PASSAGE PROVIDED:
- Opening Delimiter -
First off thank you! It is not a bad idea.

you are only concerned about json, right?

Yes, I already compromised to JSON only in some sense with the use of serde_json::value::RawValue to parse and not entirely copy the underlying JSON bytes in search of embedded discriminator.

you can create a custom trait for json serialization that is dyn compatible. you can also add a blanket implementation for types that already implements serde::Serialize

The issue is I need serde:Serialize implemented on the traits as to use #[derive(serde::Serialize, serde::Deserialize)] on the struct types. The traits are referred to by fields in the structs. For testing in my Cat test struct has pub friend: Option<Box<dyn AnimalTrait>>,. So to use #[derive(serde::Serialize, serde::Deserialize)] on Cat I need dyn AnimalTrait to implement serde traits.

I imagine only one functional implementation on the root Polymorphic type and then delegate to it from the others like so :

    impl serde::Serialize for dyn AnimalTrait {
        fn serialize<S>(&self, serializer: S) -> Result<S::Ok, S::Error>
        where
            S: serde::Serializer,
        {
            serialize_polymorphic(self.to_polymorphic_ref(), serializer)
        }
    }

I am gonna look into a hybrid approach in the next hours i.e. use erased_serde to cater for Polymorphic and then have all other trait implementations delegate to it. This would not be as efficient as I would like I suppose. Rust language and libraries do not seem to be optimized for handling extra large Java like class hierarchies. It may just work, cut compile time by a minute and shed off few tens of MBs of unnecessary binary code that typetag produces.

that explanation is about how to make an erasable "shadow" trait for the serde::Serialize trait, which is the easy part; the real hard part is how to make the Serializer trait erasable. the wrapper type erased_serde::ser::erase::Serializer<S> is essentially a state machine, very similar to how you would imagine async functions are desugared.

I don't have know good description of the exact technique used by erased_serde, but here's a blog post about how to craft a dyn compatible wrapper type for traits with async methods:

https://smallcultfollowing.com/babysteps/blog/2021/10/07/dyn-async-traits-part-4/

although the example AsyncIter trait in the post is very different from serde, it can still give you some good ideas, and you can read the full series if you desire. fun fact, it just happened that part 6 of the series (briefly) mention erased_serde. note, the blog series were written before async_fn_in_trait was stablized.
- Closing Delimiter -
ACTIVITY:
Extend the Rust serde thread past its last sentence. The entries have nothing to do with the Rust serde thread.

RECORDS PROVIDED:
- Opening Delimiter -
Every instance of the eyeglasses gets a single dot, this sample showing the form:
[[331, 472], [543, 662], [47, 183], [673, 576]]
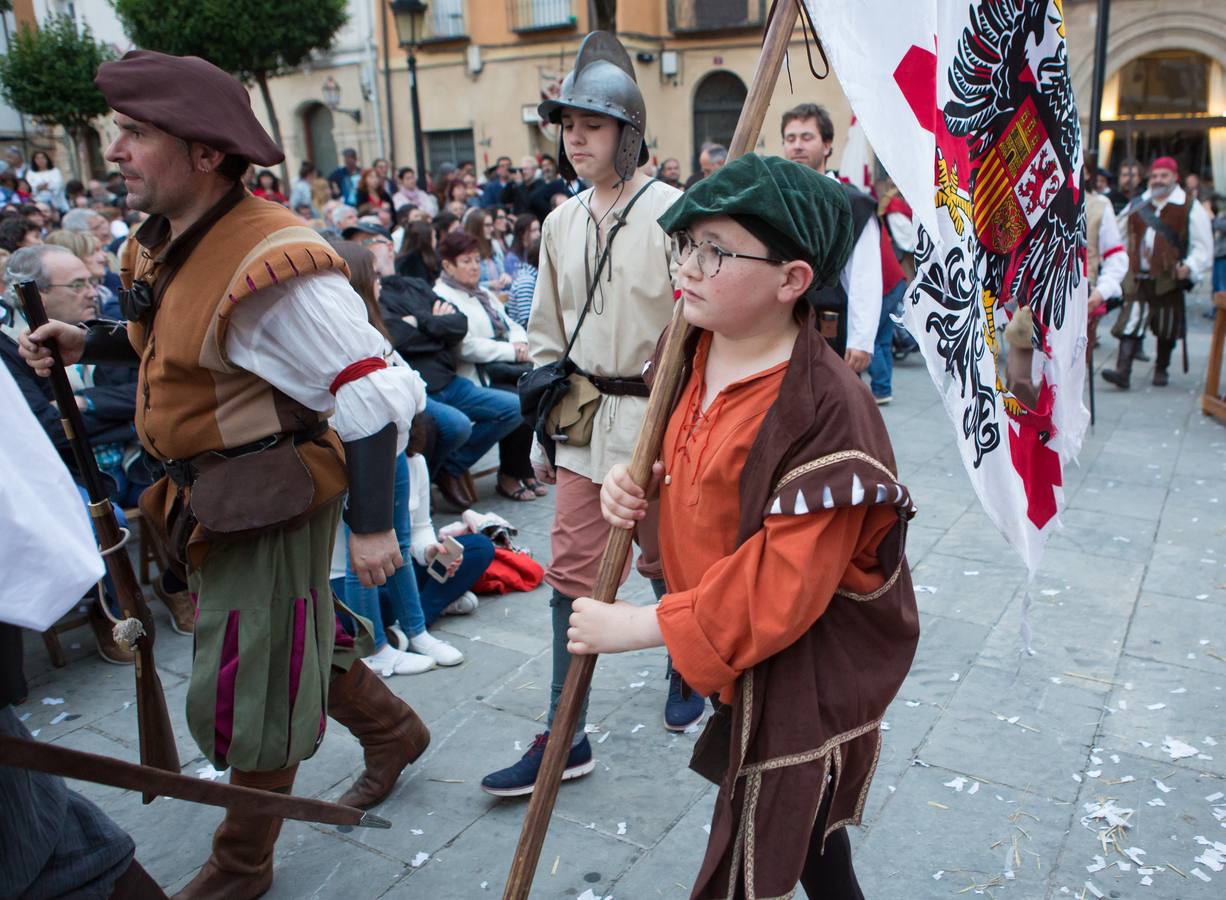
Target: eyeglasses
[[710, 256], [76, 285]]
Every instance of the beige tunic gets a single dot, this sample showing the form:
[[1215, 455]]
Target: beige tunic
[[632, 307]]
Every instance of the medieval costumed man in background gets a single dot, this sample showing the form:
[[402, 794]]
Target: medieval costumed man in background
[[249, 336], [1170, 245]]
- Closing Delimiter -
WRITTEN REPLY:
1 Like

I see, so you are using trait objects as fields of other structs. then a custom dyn compatible SerializeToJson is not enough, but I believe you can still use erased_serde for the dynamica dispatch, because erased_serde can interop with serde in both directions:

  • when your type implements or derives serde::Serialize, it automatically implements erased_serde::Serialize. actually, it is sealed, only this blanket implementation will work.

  • the trait object dyn erased_serde::Serialize also implements serde::Serialize so structs can derive serde::Serialize when using it as a field.

    • can also be implemented for traits which have erased_serde::Serialize as a supertrait, see serialize_trait_object,

so the Polymorphic trait in your example can just use erased_serde::Serialize as a supertrait, and everything should just work.

    pub trait Polymorphic: std::fmt::Debug + erased_serde::Serialize {
        fn obj_type_id(&self) -> TypeId;
        fn to_polymorphic_ref<'a>(&'a self) -> &'a dyn Polymorphic;
        fn to_polymorphic_mut<'a>(&'a mut self) -> &'a mut dyn Polymorphic;
    }
    erased_serde::serialize_trait_object(Polymorphic);
2 Likes

Thank you! It worked. I am not seeing much improvement in build times or executable size though. So (1) typetag works well even with many traits or at least my optimizaiton does not help. (2)I need to analyze more

For future readers I needed one last tweak. When serde::Serialize is implemented for a trait a bit of lifetime hints keep the compiler happy.

changes to
impl<'s> serde::Serialize for dyn AnimalTrait + 's {

without this working with &dyn AnimalTrait may throw strange lifetime errors.